500-600    The historical Bodhidharma (known as Daruma in Japan) was an Indian sage who lived sometime in the fifth or sixth century AD. He is commonly considered the founder of Chan (Zen) Buddhism, and credited with Chan's introduction to China. Daruma’s philosophy arrived first in China, where it flowered and was called Chan Buddhism. Only centuries later did it bloom in Japan, where it is called Zen.
500-600    The rulers of Ghana stored grain in mud huts on high, steep land.
    (ATC, p.106)
500-600    About this time Irish monks brought an alembic from the Middle East that was initially used to distill perfumes. They soon applied it to spirits and produced Uisce Beatha (water of life), better known as whiskey.
    (WSJ, 8/14/02, p.D8)
500-600    In Laos a local legend describes a military celebration for which the stone jars of the Plain of Jars were created to ferment and store alcohol.
    (AM, Mar/Apr 97 p.E)
500-600    El Pital, a Maya regional hub on the gulf coast since c300 BC, suddenly became inactive. It was later suspected that a catastrophic flood hit the area.
    (SFC, 9/14/00, p.C8)
500-600    The Picts of Scotland developed a script about this time made up of 30 symbols. In 2005 it still defied interpretation.

════════════════════

Task list -
1) Can you give the stretch of the 500–600 AD timeline from "(ATC, p.106)" through "known as whiskey." again, swapping "alembic" for "copper still"?
2) How would the 500–600 AD timeline go on after its last entry? Write the next part.

Available data -
════════════════════

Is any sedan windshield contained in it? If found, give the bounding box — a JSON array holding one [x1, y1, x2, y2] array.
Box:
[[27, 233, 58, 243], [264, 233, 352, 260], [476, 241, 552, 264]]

════════════════════

Responses by task -
1)
(ATC, p.106)
500-600    About this time Irish monks brought an copper still from the Middle East that was initially used to distill perfumes. They soon applied it to spirits and produced Uisce Beatha (water of life), better known as whiskey.

2)
    (AM, 11/04, p.43)

500-700    A Babylonian earthenware demon bowl from Seleucia-on-Tigris dated to this period.
    (MT, 3/96, p.5)
500-700    The clay Lydenburg Heads from southern Africa, dated to this period. These earliest know South African sculptures were later exhibited at the Guggenheim.
    (NYT, 6/7/96, p.B9)
500-700    Chronicles of the 8th century record the peaceful arrival of immigrants from Korea in the 6th and 7th centuries.
    (AM, Mar/Apr 97 p.38)
500-700    Evidence in 2005 suggested that Polynesians visited California during this period and transferred their canoe building technology to the local Chumash and Gabrielino Indians.
    (SFC, 6/20/05, p.A5)

500-800    Curse tablets are widely used in this era. "Lead scrolls, used to place curses against lawyers, lovers, and horses, have been discovered in a Roman-era well at King Herod’s palace in Israel."
    (USAT, 10/28/94, 1A)

c500-1100    The Sinagua people lived in the area of Sunset Crater, Az.
    (AM, 3/04, p.48)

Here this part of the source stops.